What you are asked to do ->
Copy out the full listing below word for word, line by line.

[Dataset entries]
(begin)

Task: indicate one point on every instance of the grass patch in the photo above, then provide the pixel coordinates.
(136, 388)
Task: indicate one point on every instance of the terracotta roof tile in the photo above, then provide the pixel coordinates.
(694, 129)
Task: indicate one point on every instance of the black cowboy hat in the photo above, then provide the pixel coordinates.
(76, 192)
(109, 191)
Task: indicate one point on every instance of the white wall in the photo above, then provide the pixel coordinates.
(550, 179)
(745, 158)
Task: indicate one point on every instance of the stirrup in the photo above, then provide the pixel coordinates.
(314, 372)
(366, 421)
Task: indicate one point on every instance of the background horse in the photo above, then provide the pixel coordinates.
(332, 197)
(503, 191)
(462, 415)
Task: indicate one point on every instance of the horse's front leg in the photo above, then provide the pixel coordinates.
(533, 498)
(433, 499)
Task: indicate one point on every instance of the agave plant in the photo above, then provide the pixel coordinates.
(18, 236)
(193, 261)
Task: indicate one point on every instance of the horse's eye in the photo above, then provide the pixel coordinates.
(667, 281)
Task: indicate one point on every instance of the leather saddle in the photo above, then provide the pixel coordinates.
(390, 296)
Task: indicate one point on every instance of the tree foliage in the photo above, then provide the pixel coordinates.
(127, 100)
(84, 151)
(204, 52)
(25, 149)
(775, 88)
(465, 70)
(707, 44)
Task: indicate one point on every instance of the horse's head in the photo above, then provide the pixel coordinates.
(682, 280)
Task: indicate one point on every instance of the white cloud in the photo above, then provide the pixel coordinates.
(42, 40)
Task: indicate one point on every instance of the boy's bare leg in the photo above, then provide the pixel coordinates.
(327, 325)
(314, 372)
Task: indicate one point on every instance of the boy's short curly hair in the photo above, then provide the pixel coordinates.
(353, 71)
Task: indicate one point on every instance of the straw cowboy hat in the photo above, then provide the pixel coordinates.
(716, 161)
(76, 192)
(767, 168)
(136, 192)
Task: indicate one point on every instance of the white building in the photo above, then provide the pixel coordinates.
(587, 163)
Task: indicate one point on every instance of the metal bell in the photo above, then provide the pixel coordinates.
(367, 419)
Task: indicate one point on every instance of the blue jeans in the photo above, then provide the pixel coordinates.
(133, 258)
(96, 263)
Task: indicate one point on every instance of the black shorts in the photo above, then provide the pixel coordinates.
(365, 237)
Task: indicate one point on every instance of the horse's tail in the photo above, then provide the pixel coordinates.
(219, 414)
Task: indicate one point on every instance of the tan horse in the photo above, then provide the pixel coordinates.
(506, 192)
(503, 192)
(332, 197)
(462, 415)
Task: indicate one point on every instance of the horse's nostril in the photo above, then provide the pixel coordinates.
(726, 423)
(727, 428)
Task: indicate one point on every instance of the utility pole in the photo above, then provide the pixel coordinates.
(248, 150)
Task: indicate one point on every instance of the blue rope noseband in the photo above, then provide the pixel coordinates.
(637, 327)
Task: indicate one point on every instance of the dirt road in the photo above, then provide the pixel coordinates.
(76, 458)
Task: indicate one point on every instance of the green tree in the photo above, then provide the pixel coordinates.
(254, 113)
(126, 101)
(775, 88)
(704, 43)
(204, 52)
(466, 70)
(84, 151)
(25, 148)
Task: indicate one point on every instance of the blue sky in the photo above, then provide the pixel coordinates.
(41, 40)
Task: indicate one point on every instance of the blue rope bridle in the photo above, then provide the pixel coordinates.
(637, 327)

(end)

Solution for this exercise ->
Task: indicate one point on every instance of the grass patch in the photo above, then provide the pixel coordinates.
(136, 388)
Task: indicate one point on every instance of the terracotta roof tile in the photo above, then provide the pixel coordinates.
(694, 129)
Task: indicate one point on every instance of the black cowboy hat in the photo above, then provide the pixel coordinates.
(76, 192)
(109, 191)
Task: indicate one point on every instance of the white wall in the photo above, then provide the pixel coordinates.
(550, 179)
(745, 158)
Task: indicate one point on every instance of the stirrup in the photo above, then provide the pixel coordinates.
(314, 372)
(366, 421)
Task: indicate one point on every instance of the background horse in the photo above, then provide the pixel coordinates.
(332, 197)
(503, 191)
(462, 415)
Task: indicate one point on every instance of the horse's front leg in the photo above, then provide the pixel coordinates.
(533, 498)
(433, 499)
Task: indicate one point on every instance of the agave plant in the photo above, then provide the pixel coordinates.
(18, 236)
(193, 261)
Task: indicate one point on every instance of the horse's eye in the photo above, then provide the pixel coordinates.
(667, 281)
Task: indicate one point on every instance of the leather saddle in the photo above, then provide the pixel coordinates.
(390, 296)
Task: indicate one point on every instance of the tree foliage in the photo above, then provide the pixel coordinates.
(127, 100)
(84, 151)
(204, 52)
(25, 149)
(775, 88)
(465, 70)
(707, 44)
Task: indicate one point on every instance of the horse's head in the photo above, then provide the pixel coordinates.
(682, 280)
Task: indicate one point on every instance of the white cloud in the photo above, then provide the pixel coordinates.
(42, 40)
Task: indicate one point on every instance of the boy's bare leg in the photo above, then provide the pixel coordinates.
(327, 325)
(314, 372)
Task: indicate one point on every instance of the boy's short curly hair in the photo above, then provide the pixel coordinates.
(353, 71)
Task: indicate one point on every instance of the straw cowboy hat in the photo above, then provide the pixel coordinates.
(716, 161)
(76, 192)
(767, 168)
(136, 192)
Task: indicate one point on every instance of the white building in the photo above, then provide the pixel coordinates.
(587, 163)
Task: indicate one point on every instance of the metal bell in the photo above, then provide the pixel coordinates.
(367, 419)
Task: indicate one point on every instance of the blue jeans in the photo above, then provide the pixel coordinates.
(133, 258)
(96, 263)
Task: indicate one point on every instance of the black shorts in the photo above, then provide the pixel coordinates.
(365, 237)
Task: indicate one point on every instance of the horse's tail in the photo above, then provide the pixel coordinates.
(219, 414)
Task: indicate one point on every instance of the tan horse in the photo above, then provide the pixel coordinates.
(506, 192)
(503, 192)
(332, 197)
(462, 415)
Task: indicate one point on every instance of the horse's nostril in the photo above, then provide the pixel coordinates.
(726, 423)
(727, 428)
Task: indicate one point on every instance of the utility pole in the photo above, then provide the pixel coordinates.
(248, 150)
Task: indicate one point on every instance of the blue rope noseband in the photo above, then provide the pixel coordinates.
(637, 327)
Task: indicate one point on every instance of the dirt road in the photo above, then provide the pixel coordinates.
(76, 458)
Task: indicate one point on every instance of the green tree in the photo above, then provide the pixel coordinates.
(254, 113)
(126, 101)
(775, 88)
(704, 43)
(204, 52)
(466, 70)
(84, 151)
(25, 148)
Task: indicate one point on every instance of the blue sky in the photo above, then provide the pixel coordinates.
(41, 40)
Task: indicate one point on every instance of the blue rope bridle in the photo above, then provide the pixel coordinates.
(637, 327)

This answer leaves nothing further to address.